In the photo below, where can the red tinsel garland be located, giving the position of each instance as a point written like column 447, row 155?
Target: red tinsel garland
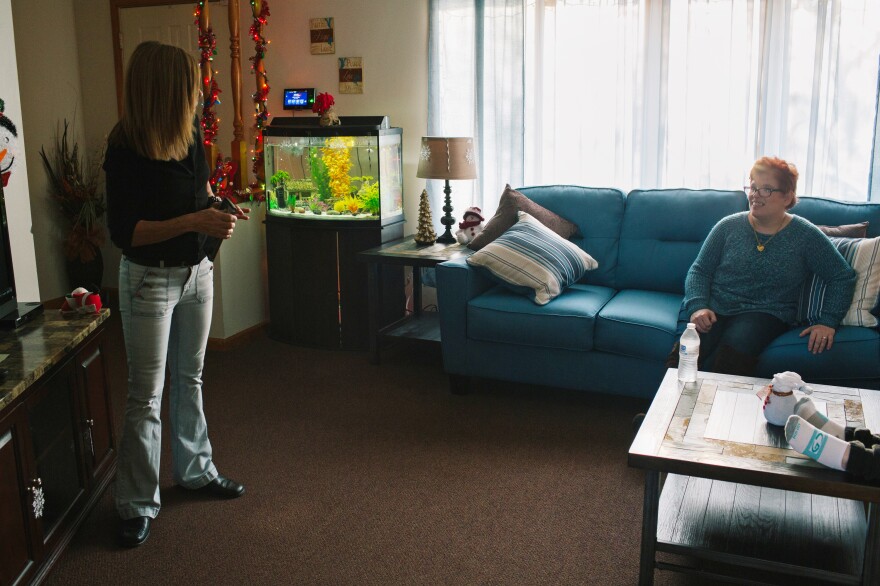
column 261, row 96
column 207, row 49
column 221, row 178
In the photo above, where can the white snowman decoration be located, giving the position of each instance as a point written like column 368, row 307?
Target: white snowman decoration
column 470, row 226
column 8, row 145
column 780, row 396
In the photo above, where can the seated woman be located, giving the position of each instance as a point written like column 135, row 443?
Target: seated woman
column 742, row 290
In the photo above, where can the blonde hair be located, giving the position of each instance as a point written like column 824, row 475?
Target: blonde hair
column 159, row 102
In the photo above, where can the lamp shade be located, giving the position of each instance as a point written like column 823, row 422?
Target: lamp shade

● **Task prompt**: Repeat the records word for word and drop any pictures.

● **Result**:
In the photo below, where can the red tinsel garland be located, giving the position of each instance as a point written like column 447, row 155?
Target: red tinsel garland
column 261, row 96
column 207, row 49
column 221, row 178
In the photo above, where can the white snowman decoration be located, giving the position of each instance as a point written like column 368, row 307?
Target: white snowman decoration
column 470, row 226
column 8, row 145
column 780, row 396
In the photo above, where can the seated woman be located, giving the position of each instance as a point written like column 135, row 443?
Target: seated woman
column 742, row 290
In the photo above, where can the blonde hair be located, giving the position of each instance as a point written like column 824, row 475?
Target: blonde hair
column 159, row 102
In the photo above, where can the lamp shade be located, giving the position of each instance as a point written like column 823, row 422?
Target: lamp shade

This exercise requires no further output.